What is being asked – Count the lines in the rows below that contain the string "water" and give only that number.

Excerpted data –
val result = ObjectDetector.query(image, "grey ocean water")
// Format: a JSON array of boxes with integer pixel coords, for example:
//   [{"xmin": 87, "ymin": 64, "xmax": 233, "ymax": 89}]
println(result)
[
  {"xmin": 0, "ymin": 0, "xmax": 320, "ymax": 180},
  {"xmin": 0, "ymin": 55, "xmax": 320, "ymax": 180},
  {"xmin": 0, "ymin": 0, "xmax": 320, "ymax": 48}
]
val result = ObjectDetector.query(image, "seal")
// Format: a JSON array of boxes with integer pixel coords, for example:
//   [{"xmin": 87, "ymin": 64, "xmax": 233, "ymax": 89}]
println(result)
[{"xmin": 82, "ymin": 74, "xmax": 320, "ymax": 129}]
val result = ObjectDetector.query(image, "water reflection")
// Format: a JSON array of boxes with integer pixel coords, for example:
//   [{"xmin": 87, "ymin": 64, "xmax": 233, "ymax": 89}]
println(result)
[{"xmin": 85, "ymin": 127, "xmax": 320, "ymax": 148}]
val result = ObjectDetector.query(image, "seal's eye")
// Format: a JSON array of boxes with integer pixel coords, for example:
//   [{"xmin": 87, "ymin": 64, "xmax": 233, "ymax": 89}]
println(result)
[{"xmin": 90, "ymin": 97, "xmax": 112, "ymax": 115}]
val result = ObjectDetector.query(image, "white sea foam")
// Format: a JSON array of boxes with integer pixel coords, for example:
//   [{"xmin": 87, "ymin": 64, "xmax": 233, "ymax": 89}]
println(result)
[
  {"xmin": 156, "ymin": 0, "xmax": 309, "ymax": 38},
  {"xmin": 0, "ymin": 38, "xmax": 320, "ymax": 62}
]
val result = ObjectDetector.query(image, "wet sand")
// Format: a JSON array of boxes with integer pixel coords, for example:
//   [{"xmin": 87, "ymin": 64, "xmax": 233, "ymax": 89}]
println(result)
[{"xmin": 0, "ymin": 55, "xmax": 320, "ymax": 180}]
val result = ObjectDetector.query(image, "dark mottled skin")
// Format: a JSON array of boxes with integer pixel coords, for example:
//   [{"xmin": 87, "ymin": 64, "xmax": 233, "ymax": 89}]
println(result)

Answer to this task – 2